— start RECORDS PROVIDED —
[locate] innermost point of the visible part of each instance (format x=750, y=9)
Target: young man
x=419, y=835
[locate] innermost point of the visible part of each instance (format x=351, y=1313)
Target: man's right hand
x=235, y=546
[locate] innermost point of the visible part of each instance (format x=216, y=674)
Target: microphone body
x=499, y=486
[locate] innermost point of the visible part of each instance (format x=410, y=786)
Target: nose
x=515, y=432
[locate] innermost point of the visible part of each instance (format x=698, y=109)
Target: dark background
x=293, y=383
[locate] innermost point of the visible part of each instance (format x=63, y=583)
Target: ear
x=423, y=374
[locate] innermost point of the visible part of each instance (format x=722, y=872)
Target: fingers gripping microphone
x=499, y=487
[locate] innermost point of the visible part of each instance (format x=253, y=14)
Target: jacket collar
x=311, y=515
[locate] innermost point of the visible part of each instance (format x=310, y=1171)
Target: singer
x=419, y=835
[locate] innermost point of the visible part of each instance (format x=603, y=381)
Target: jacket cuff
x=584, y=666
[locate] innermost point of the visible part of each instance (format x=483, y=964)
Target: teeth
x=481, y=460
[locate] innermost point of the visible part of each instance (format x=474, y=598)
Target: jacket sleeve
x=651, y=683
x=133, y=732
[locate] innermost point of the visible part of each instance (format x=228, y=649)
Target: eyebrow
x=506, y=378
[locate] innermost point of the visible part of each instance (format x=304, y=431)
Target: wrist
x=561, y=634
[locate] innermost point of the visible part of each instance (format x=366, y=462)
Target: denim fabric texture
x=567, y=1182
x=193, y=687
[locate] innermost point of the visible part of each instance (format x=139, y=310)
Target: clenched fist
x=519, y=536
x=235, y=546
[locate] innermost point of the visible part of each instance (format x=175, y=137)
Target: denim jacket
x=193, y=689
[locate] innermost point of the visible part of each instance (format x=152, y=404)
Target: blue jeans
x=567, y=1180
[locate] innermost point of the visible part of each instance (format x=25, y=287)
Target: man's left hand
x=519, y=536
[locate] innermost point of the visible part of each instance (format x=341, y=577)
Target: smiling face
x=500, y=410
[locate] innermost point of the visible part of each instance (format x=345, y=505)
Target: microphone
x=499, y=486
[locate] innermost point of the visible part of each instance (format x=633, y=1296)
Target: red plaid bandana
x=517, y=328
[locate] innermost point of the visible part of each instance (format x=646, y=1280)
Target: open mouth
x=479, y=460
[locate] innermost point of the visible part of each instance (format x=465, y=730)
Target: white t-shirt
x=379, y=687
— end RECORDS PROVIDED —
— start RECORDS PROVIDED —
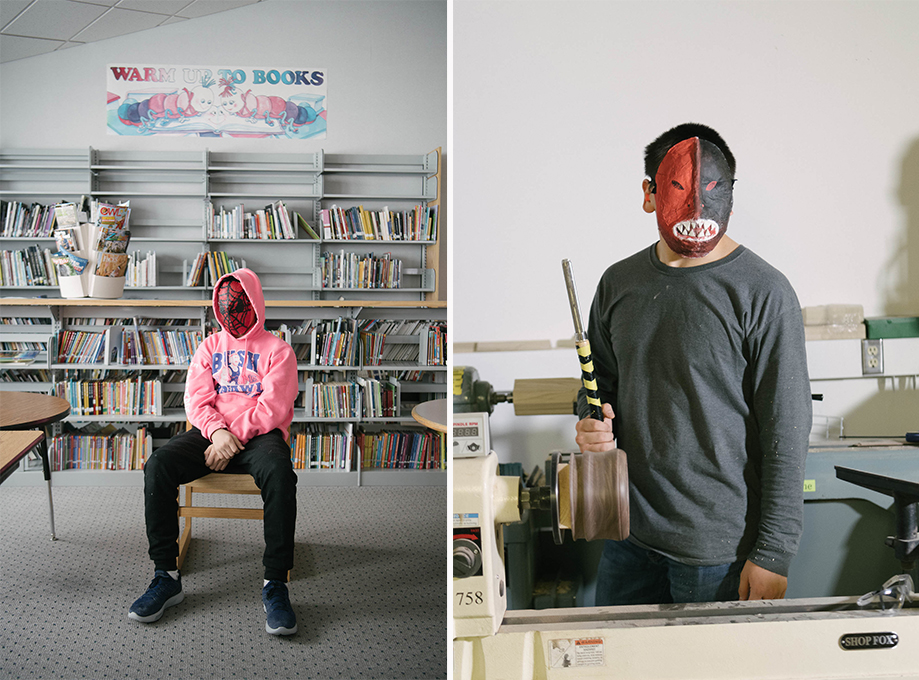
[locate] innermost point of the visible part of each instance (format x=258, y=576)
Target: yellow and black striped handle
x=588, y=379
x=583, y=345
— end RECORDS PROVIDED —
— start RECORDS PROVIDED —
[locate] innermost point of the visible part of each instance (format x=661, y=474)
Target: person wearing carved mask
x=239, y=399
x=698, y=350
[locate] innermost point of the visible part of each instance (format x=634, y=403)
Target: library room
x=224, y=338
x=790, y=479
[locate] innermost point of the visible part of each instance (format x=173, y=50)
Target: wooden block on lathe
— end RECORDS PROVIDED —
WHAT IS ASKED> Express the part that opens with the line containing "(format x=258, y=576)" and closes with the line containing "x=583, y=345", both lines included, as a two-column CSV with the columns "item" and "answer". Give one row per item, and put each value in a single quoted field with line breaks turned into spaces.

EXPECTED OUTPUT>
item,answer
"[locate] innermost point of the visible part of each instance (format x=258, y=576) Target: yellow and black striped handle","x=588, y=379 x=583, y=345"